## [WHAT THE EXERCISE ASKS]
Gather every line from the items below that contains the word "blurred", and copy each of those lines in full. Case counts.

## [THE INPUT]
########

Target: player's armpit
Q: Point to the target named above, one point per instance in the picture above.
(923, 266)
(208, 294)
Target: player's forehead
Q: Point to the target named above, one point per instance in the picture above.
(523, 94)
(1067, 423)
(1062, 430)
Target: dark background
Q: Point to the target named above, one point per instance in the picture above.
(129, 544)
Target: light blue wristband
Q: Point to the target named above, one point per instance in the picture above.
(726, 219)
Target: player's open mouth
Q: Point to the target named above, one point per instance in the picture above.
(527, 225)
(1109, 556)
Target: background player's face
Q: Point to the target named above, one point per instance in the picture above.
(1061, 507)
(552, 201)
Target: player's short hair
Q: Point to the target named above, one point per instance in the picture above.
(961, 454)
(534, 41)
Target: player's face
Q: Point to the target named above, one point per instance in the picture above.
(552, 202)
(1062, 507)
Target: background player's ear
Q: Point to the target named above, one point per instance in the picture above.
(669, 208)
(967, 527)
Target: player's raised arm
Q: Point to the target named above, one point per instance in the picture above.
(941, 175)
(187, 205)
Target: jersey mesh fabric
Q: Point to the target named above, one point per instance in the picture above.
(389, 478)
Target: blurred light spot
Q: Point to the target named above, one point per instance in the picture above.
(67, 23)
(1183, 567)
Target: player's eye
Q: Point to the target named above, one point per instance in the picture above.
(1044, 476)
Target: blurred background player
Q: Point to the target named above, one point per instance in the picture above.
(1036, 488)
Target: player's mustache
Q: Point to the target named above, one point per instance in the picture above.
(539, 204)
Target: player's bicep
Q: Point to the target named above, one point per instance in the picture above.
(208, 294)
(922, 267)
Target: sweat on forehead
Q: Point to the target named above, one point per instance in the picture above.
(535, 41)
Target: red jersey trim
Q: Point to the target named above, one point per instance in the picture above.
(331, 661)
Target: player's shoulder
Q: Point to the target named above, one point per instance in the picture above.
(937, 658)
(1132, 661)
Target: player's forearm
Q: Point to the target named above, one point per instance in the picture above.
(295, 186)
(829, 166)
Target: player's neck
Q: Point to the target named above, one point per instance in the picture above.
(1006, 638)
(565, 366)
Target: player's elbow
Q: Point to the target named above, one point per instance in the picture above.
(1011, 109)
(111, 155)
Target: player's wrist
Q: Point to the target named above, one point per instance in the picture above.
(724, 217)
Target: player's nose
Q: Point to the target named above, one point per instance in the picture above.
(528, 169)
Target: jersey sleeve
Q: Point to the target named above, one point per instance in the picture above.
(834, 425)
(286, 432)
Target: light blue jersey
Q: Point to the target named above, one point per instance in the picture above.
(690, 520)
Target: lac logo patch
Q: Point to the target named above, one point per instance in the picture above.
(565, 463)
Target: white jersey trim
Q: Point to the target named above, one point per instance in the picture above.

########

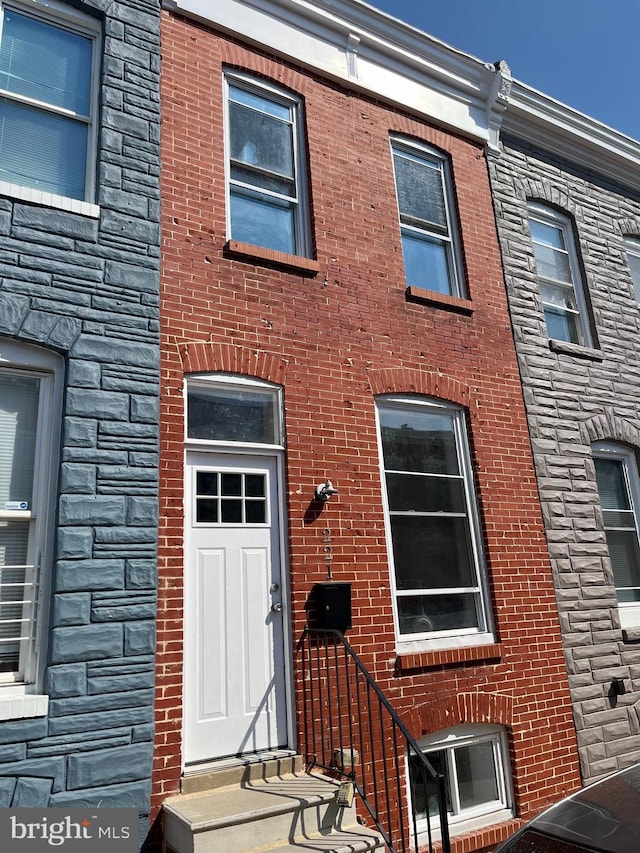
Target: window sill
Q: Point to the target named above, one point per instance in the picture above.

########

## [WORKED SOLUTION]
Target: blurred light spot
Target: blurred background player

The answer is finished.